▽
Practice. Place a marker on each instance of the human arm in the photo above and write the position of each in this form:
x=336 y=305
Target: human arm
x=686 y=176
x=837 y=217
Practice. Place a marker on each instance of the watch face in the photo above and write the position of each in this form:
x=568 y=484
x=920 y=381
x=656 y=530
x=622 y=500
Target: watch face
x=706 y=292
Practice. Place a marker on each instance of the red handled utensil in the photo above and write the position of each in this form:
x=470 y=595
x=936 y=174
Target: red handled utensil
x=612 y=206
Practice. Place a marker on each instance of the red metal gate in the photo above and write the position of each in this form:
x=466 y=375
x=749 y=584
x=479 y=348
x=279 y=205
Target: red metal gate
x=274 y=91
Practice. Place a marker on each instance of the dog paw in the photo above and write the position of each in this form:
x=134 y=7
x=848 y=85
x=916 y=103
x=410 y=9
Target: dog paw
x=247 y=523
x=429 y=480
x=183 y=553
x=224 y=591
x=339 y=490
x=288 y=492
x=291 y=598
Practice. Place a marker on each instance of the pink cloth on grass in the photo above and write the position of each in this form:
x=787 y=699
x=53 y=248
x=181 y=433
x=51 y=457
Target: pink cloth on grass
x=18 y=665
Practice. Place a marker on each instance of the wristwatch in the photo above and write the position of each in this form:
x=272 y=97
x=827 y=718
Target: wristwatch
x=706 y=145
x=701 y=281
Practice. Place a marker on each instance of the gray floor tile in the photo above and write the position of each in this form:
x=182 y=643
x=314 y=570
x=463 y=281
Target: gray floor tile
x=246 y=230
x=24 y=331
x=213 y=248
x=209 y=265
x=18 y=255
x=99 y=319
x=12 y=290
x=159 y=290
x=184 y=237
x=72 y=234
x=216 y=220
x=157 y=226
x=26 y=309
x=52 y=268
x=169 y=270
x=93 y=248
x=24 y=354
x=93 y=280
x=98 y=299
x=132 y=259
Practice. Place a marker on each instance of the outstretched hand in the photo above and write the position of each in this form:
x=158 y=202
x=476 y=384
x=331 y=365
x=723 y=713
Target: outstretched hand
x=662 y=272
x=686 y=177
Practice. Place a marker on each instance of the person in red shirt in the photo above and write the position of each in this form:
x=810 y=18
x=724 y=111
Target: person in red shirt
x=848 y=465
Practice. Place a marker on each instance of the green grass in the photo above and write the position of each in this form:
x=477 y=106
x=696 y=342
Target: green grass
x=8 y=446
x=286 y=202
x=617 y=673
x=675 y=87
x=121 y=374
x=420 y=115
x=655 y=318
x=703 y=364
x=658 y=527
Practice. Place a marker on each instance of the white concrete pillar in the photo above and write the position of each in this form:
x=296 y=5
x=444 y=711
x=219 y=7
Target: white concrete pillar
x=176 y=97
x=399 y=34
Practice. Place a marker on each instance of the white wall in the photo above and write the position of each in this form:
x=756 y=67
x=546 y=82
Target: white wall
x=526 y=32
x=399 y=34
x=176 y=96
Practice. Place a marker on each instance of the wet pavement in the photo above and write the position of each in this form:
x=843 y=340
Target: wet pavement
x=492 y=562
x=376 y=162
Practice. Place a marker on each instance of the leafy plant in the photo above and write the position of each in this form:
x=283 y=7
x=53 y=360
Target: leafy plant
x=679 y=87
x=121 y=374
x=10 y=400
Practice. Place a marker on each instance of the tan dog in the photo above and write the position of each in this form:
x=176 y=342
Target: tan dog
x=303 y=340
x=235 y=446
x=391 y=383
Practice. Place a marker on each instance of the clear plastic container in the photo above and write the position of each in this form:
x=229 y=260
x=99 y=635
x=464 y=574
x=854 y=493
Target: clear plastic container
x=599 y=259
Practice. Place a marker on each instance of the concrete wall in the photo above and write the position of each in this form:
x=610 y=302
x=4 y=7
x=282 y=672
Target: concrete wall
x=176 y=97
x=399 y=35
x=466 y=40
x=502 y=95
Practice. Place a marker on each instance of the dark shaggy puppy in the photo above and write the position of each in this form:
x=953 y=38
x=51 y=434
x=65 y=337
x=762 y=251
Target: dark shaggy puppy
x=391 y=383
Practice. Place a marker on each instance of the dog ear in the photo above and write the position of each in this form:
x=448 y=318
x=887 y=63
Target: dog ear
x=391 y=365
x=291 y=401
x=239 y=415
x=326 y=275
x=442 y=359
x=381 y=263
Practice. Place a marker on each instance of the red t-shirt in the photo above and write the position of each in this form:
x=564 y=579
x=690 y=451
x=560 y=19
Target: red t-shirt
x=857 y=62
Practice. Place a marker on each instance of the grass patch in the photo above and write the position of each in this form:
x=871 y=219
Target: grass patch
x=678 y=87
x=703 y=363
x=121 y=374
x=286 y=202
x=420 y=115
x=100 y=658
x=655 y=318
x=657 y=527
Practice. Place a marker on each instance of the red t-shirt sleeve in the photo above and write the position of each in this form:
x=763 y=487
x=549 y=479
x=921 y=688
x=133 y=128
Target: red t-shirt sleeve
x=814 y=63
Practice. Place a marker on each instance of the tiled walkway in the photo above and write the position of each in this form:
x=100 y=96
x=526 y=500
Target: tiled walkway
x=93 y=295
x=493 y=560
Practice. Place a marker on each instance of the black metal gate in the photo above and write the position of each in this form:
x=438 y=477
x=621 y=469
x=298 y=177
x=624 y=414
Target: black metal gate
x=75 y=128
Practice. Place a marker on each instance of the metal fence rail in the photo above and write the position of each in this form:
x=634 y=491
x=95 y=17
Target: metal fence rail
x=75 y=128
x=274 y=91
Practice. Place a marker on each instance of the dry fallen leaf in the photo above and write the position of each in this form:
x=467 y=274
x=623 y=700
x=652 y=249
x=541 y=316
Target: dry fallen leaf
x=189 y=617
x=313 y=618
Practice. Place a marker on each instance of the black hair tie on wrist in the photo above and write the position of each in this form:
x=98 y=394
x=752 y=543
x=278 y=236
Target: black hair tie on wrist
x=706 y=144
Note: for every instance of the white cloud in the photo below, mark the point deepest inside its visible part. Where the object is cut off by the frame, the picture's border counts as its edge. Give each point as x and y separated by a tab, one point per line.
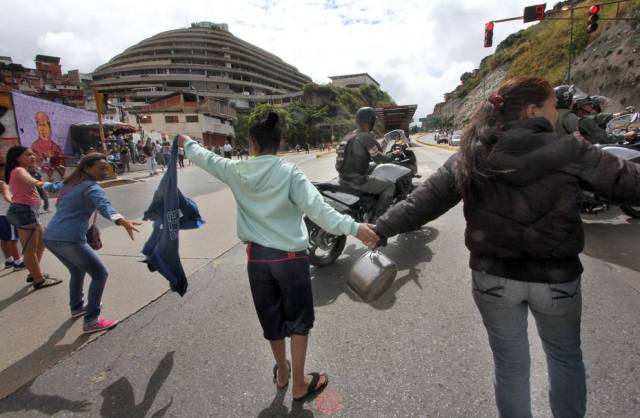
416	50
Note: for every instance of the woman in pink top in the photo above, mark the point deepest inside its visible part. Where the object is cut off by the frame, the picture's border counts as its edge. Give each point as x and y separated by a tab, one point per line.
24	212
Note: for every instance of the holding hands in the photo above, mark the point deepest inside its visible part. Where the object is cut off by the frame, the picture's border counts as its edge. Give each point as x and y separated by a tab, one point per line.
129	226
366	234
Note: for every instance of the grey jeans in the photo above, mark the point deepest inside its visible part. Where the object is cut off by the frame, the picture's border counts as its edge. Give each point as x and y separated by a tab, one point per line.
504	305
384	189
△
Omit the pictures and reproduce the remaining material above exactly.

Practice. Place a marker on each instance of the human arm in the photo above and write the position of each in this form:
x=336 y=305
Target: human arm
x=686 y=176
x=837 y=217
Practice. Place a marker on each instance of the watch face in the photo above and write the position of each in this form:
x=568 y=484
x=920 y=381
x=656 y=530
x=622 y=500
Target: watch face
x=706 y=292
Practice. Place a marker on each instance of the red handled utensil in the photo above and write the position of each in this form:
x=470 y=595
x=936 y=174
Target: red handled utensil
x=612 y=206
Practice. Place a marker on each instance of the red metal gate in the photo above and write the position of each in this form:
x=466 y=375
x=749 y=584
x=479 y=348
x=279 y=205
Target: red metal gate
x=274 y=91
Practice. Place a marker on each instance of the dog paw in the photo above and write the position of each in this form:
x=134 y=7
x=848 y=85
x=916 y=103
x=410 y=9
Target: dog paw
x=247 y=523
x=429 y=480
x=183 y=553
x=224 y=591
x=339 y=490
x=288 y=492
x=291 y=598
Practice. Place a marker on each instance of the pink cloth on grass in the photo above and write the position of each in this form:
x=787 y=699
x=53 y=248
x=181 y=433
x=51 y=457
Target: pink cloth on grass
x=18 y=665
Practice. Place a marker on each instance of the wristwatch in the photo above and write the position of each in this form:
x=272 y=97
x=827 y=718
Target: wristwatch
x=706 y=145
x=701 y=281
Practice. Place a marker on each instance of the gray floor tile in the photo above and write the position of each in this form:
x=182 y=643
x=314 y=570
x=463 y=281
Target: gray floor tile
x=246 y=230
x=24 y=331
x=213 y=248
x=209 y=265
x=18 y=255
x=99 y=319
x=12 y=290
x=159 y=290
x=184 y=237
x=72 y=234
x=216 y=220
x=157 y=226
x=26 y=309
x=52 y=268
x=169 y=270
x=93 y=248
x=24 y=354
x=93 y=280
x=98 y=299
x=132 y=259
Practice. Place a marker on each instance of the outstretched hand in the photo above and write the position of each in this form:
x=158 y=202
x=476 y=384
x=331 y=365
x=723 y=713
Target: outstretched hand
x=662 y=272
x=686 y=177
Practice. Place a marker on each instance of the person in red shirt in the photo above and write the position of each in this form:
x=810 y=18
x=724 y=111
Target: person in red shirt
x=848 y=465
Practice. Place a marker on each instance of the green grass in the photo above and write the position of each in this form:
x=477 y=106
x=696 y=342
Target: green grass
x=8 y=446
x=286 y=202
x=617 y=673
x=675 y=87
x=121 y=374
x=420 y=115
x=655 y=318
x=703 y=364
x=658 y=527
Practice. Place a marker on each instance of the white concrete pillar in the photo above and write the position of each in this form:
x=296 y=5
x=444 y=711
x=219 y=7
Target: white concrete pillar
x=176 y=97
x=399 y=34
Practice. Place a marker on each instance of the white wall in the photo above and write the position of each in this form:
x=756 y=67
x=546 y=82
Target: white wall
x=526 y=32
x=399 y=34
x=176 y=96
Practice. Place a marker on each instance of the wet pavement in the photo above and write the position of each in this form:
x=843 y=340
Target: wet pavement
x=492 y=562
x=376 y=162
Practice. Place a marker on each instance of the leafy plant in the photo above and write the position of each in this form:
x=283 y=7
x=53 y=360
Target: leafy plant
x=679 y=87
x=121 y=374
x=10 y=400
Practice. Place a marker on each instance of the tan dog in the photo above and write the position of each in this form:
x=176 y=342
Target: tan dog
x=303 y=340
x=235 y=446
x=391 y=383
Practice. Place a marker on each instance of the clear plastic container in the photo above and write the position of each in this form:
x=229 y=260
x=99 y=635
x=464 y=574
x=854 y=493
Target: clear plastic container
x=599 y=259
Practice. Place a marker on each instance of the concrete wall in the photo above and write the position of each in this form:
x=610 y=302
x=4 y=7
x=282 y=672
Target: concrete wall
x=176 y=97
x=399 y=35
x=466 y=40
x=502 y=95
Practice. Place a marker on each instance of the dark shaggy puppy in the photo above and write the position of each in this form:
x=953 y=38
x=51 y=434
x=65 y=337
x=762 y=251
Target: dark shaggy puppy
x=391 y=383
Practice. Place a marker on each instance of the dog ear in the photo above and write the position of each in this form:
x=448 y=318
x=887 y=63
Target: dog ear
x=391 y=365
x=291 y=401
x=239 y=415
x=326 y=275
x=442 y=359
x=381 y=263
Practice. Place a marker on each instance of the red t-shirt in the photo above and write the position of each in this form:
x=564 y=579
x=690 y=451
x=560 y=19
Target: red t-shirt
x=857 y=62
Practice. Place a marker on each instance of the grass patch in the photo above and write the position of each in this form:
x=871 y=219
Target: grass patch
x=678 y=87
x=703 y=363
x=121 y=374
x=286 y=202
x=420 y=115
x=100 y=658
x=655 y=318
x=657 y=527
Practice. Place a marker on each instance of the red t-shirt sleeve in the photo above and write the position of each in this form:
x=763 y=487
x=549 y=479
x=921 y=688
x=133 y=128
Target: red t-shirt sleeve
x=814 y=63
Practice. Place a marker on each instance of the tiled walkway in the photo above and write the position of each in this form:
x=100 y=96
x=526 y=500
Target: tiled walkway
x=93 y=295
x=493 y=560
Practice. Place a marker on each instance of the black metal gate in the photo above and write the position of each in this form:
x=438 y=477
x=621 y=469
x=298 y=177
x=624 y=414
Target: black metal gate
x=75 y=128
Practice. Place a marker on each instance of the metal fence rail in the photo above and write the position of each in this form:
x=634 y=491
x=95 y=17
Target: metal fence rail
x=75 y=128
x=274 y=91
Practice. Place a marker on each instance of the dry fallen leaf in the photo above and write the position of each in this form:
x=467 y=274
x=623 y=700
x=652 y=249
x=541 y=316
Target: dry fallen leaf
x=189 y=617
x=313 y=618
Practice. Place a marker on each instance of the black hair tie on wrist in the photo above and write the position of each in this form:
x=98 y=394
x=752 y=543
x=278 y=236
Target: black hair tie on wrist
x=706 y=144
Note: for every instance of the white cloud in the photo below, mark the point deepest inside its visible part. Where the object is cut off by the frame, the picture's border counts as its edge. Give each point as x and y separated by a tab, one point per line.
416	50
Note: for every instance of the woman in pink top in the photo above, mark the point deepest inside its visible part. Where the object is cut off by the frame, the picture's border counts as its edge. Give each point as x and y separated by a tab, one point per line.
24	212
Note: for every instance of the holding hands in the photo above, mark the point deepest inside its visible part. Where the object is cut off by the frame, the picture's border counts as its edge. Give each point as x and y separated by a tab, one point per line.
129	226
366	234
Note: for every instance of the grey jeans in the photo above, mark the point deepest inside its visible part. Where the object is cut off by the frame, the picture's border counts as its edge. Give each point as x and y separated by a tab, one point per line.
504	305
384	189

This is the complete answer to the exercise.